__Extracted text__
################
It’s holiday gift giving time and one of the biggest problems with all the elitism and snobbery surrounding the world of wine is that it makes the simple gesture of offering a gift of wine so fraught with terror. And it’s so very unfair and unnecessary.

Wine geeks that we are, we have gotten our fair share of kindly-meant white zinfandel (and if you’re not a wine person and don’t know why this is not a good thing to do, relax, you’ve hit the right page). Yet we have not mocked anyone who has ever done so, nor have we cut said people off or thought less of them. But then, we try to be nice and accept the gift as an attempt to respect who we are.

At the same time, we recognize that there might be a boss, a future in-law or just somebody you would like to know better and you’d like to please and/or impress said person and you know this person likes wine. And the sad truth is, this person may also be a wine snob.

The problem is, there are wines that are pretty “safe,” in that almost anybody who likes wine will be reasonably impressed with a bottle of, say, a cabernet sauvignon from Silver Oak winery. But you’re talking $100 for a bottle of their 2006 cab sauv and that can get pretty pricey. And, truth be told, there are those who think Silver Oak is trading on its label, so you’re still not safe, as it were.

So the first thing to do, if you’re not a wine drinker or know much about wines, is give up on the notion that you’re going to be able to convince a real wine snob that you “know” wines. Because no one knows wine like a wine snob does, unless that person happens to agree with said snob often enough. And that includes people like us who make wine and know what “fine” wine tastes like. That’s what a snob is and why we generally don’t cater to such people. We get that said snob may have a son you’re planning on marrying or may be the manager you’re hoping will promote you. We’re just pointing out that you’re not likely to get on said snob’s good side by trying to impress this person with knowledge you don’t have (and you can’t have it because the only knowledge this person counts as valid is his or her own).
################
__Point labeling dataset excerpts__
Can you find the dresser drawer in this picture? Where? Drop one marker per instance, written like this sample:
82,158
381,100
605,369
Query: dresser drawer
################
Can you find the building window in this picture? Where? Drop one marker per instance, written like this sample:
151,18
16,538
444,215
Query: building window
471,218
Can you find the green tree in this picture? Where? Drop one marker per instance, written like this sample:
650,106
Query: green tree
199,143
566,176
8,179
################
__Objective__
Pick up the piece on giving wine as a holiday gift right after its last sentence, and carry it forward in the same voice.

__Task output__
That doesn’t mean you can’t give this person a gift of wine that shows some thought and care in the giving. After all, it’s the thought that counts and while you don’t want to send the message that you weren’t thinking, the vast majority of people out there, including wine snobs, are willing to accept that you made an effort on their behalf. As long as it’s clear that you made the effort. Again, we recognize that there are some people willing to attribute the worst motives to you no matter what you do, and at that point you may want to start looking for another job or settle in for a rocky relationship with the in-laws or re-think the potential relationship. But the following tips should help you with the vast majority of folks.

So when you don’t have knowledge, sometimes the easiest thing to do is ask. If you really, really want to keep it a surprise, you can try framing the question as a request for another friend who likes wine. But simply saying you don’t really know that much about wine and want to learn will generally warm the cockles of even the grinchiest of hearts because there are few things wine snobs love to do more than pontificate about their preferences. You might try asking where a good place to get wine is or what’s a good wine for someone who’s really into wine.

Now, if said snob responds with several different preferred wine shops and asks about budget, or asks what your friend likes, then you’re probably not dealing with a true wine snob. Which means you can go to yet another wine store and ask the person behind the counter to guide you to a good bottle of something unusual. If said snob says things, “Well, the only place to go is…” or “Obviously, your friend will only want….” then you are, in fact, dealing with a snob, and it might be time to check out that tie or purse.

You can also respond with the “Gee, I’m not sure what my friend likes. What do you like?” Listen carefully, because your target snob will give you plenty to go on. As soon as you feasibly can, write down anything you remember. Then you’ve got two options. If your budget is wide open, then you can got to said snob’s preferred store and ask the sales person to help you. Most are pretty cool and get it. Sometimes you’ll run into a fellow snob, but then you can walk and shop elsewhere.

Any decent wine store will have someone willing to help a newbie purchase a bottle for someone else. And the good ones won’t make the noob feel like an idiot. Because you’re not an idiot. You’re trying to please someone with a bottle of wine and it really shouldn’t be this complicated. And it shouldn’t break the bank, either, because there are lots and lots of great wines for under $20 and several under $10. If you get a really obscure label from a truly tiny producer, you can also proclaim it a boutique wine, which might forestall some lip curling.

Now, you’ll note we’re not recommending any specific wines here. Why? Because there are far, far too many to list and every time we read one of these lists, we find we have a heck of a time finding a given label – which doesn’t help when you’re looking at the rows and rows of bottles without a clue what to buy.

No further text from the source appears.